DATA SHOWN Block Start

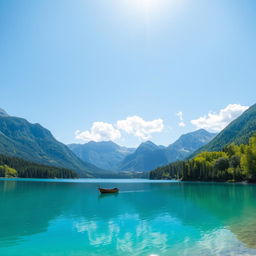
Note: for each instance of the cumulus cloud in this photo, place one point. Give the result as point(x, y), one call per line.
point(218, 121)
point(138, 127)
point(99, 131)
point(180, 116)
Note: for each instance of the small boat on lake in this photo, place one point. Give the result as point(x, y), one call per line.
point(108, 190)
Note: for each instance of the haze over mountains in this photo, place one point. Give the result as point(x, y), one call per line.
point(146, 157)
point(34, 143)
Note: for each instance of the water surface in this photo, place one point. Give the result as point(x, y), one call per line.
point(69, 217)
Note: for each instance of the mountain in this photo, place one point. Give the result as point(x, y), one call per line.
point(239, 131)
point(26, 169)
point(149, 156)
point(187, 144)
point(33, 142)
point(106, 154)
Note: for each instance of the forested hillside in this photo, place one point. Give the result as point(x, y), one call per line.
point(233, 163)
point(16, 167)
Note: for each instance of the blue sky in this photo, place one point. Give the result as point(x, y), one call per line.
point(128, 65)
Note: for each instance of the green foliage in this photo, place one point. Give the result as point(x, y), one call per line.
point(15, 167)
point(8, 172)
point(19, 138)
point(234, 163)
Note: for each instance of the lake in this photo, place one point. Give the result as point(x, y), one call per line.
point(70, 218)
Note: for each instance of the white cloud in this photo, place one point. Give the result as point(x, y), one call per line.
point(218, 121)
point(138, 127)
point(182, 124)
point(180, 116)
point(99, 131)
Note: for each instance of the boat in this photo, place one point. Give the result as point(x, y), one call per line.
point(108, 190)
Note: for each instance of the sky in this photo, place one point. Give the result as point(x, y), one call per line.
point(127, 70)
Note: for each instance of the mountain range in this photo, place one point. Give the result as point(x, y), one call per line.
point(238, 132)
point(32, 142)
point(108, 155)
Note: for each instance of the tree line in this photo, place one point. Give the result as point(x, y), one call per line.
point(233, 163)
point(16, 167)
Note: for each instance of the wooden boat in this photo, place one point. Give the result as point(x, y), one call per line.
point(108, 190)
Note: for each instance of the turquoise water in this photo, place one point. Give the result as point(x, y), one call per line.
point(69, 217)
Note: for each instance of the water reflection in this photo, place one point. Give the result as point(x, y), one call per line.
point(143, 219)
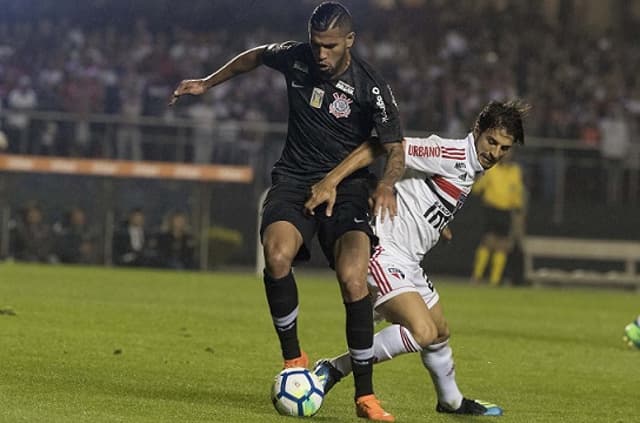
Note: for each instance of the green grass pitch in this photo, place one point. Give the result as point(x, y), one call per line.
point(111, 345)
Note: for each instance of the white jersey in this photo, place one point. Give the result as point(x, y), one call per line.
point(428, 201)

DATA SHOWN Block End

Give back all of the entries verbatim, but without pictures.

Note: for each instance of the cumulus cloud in this photo, place one point. Give the result as point(x, y), one call per line.
point(218, 121)
point(138, 127)
point(99, 131)
point(180, 116)
Note: for each instance of the small boat on lake in this photo, place one point. Give the result as point(x, y), one call per line.
point(108, 190)
Note: for each instance of the haze over mountains in this photo, place one point. Give the result as point(x, y), one call per line.
point(146, 157)
point(34, 143)
Note: for each instance of the water surface in this photo, place one point. Give the result as point(x, y), one call per line.
point(69, 217)
Note: for each instance of the mountain in this photo, place one point. Give the result as point(x, y), one call per line.
point(239, 131)
point(26, 169)
point(149, 156)
point(187, 144)
point(33, 142)
point(106, 154)
Note: for each instance of the forested hillside in this photo, place one point. Give the result as point(x, y), one call per line.
point(233, 163)
point(16, 167)
Note: for each instance of the blue sky in this photo, place one point. Give the result as point(x, y), one call per line.
point(128, 65)
Note: for each instance of the green foliage in this photo, place one point. Give the result as point(x, y), one call per line.
point(15, 167)
point(8, 172)
point(19, 138)
point(234, 163)
Note: for each instance of the lake in this photo, place one point. Give the result as point(x, y), one call per line.
point(70, 218)
Note: for each instance of the white cloud in this photo, place one point. Give the result as point(x, y), one call per line.
point(218, 121)
point(138, 127)
point(182, 124)
point(180, 116)
point(99, 131)
Note: for each instance of the boat in this photo, place one point. Give the result as point(x, y), one call per line.
point(108, 190)
Note: for each instance of the sky in this photo, place one point. Give the result as point(x, y), one call per line.
point(127, 70)
Note: for each instance of the mountain range in this photo, place one point. Give the result as point(x, y), one call per line.
point(238, 132)
point(32, 142)
point(108, 155)
Note: for each instance of the tree line in this photo, place one point. Give the result as point(x, y), one call per line.
point(233, 163)
point(16, 167)
Note: for each instance of the wooden boat in this photo, place one point. Give the result as point(x, y), one call per line.
point(108, 190)
Note: for each instance of the turquoise water in this photo, place one point. Give the result as point(x, y), one call per line.
point(69, 217)
Note: for each instance of the water reflection in this photo, place one point. Give the result as point(x, y), one call per line.
point(143, 219)
Note: for each instance of the green grass pitch in this photo, place one point. Give the result as point(x, y), one call per line.
point(111, 345)
Note: for each instance of the white jersey in this photo, place one point. Give the result as point(x, y), one call per line.
point(428, 201)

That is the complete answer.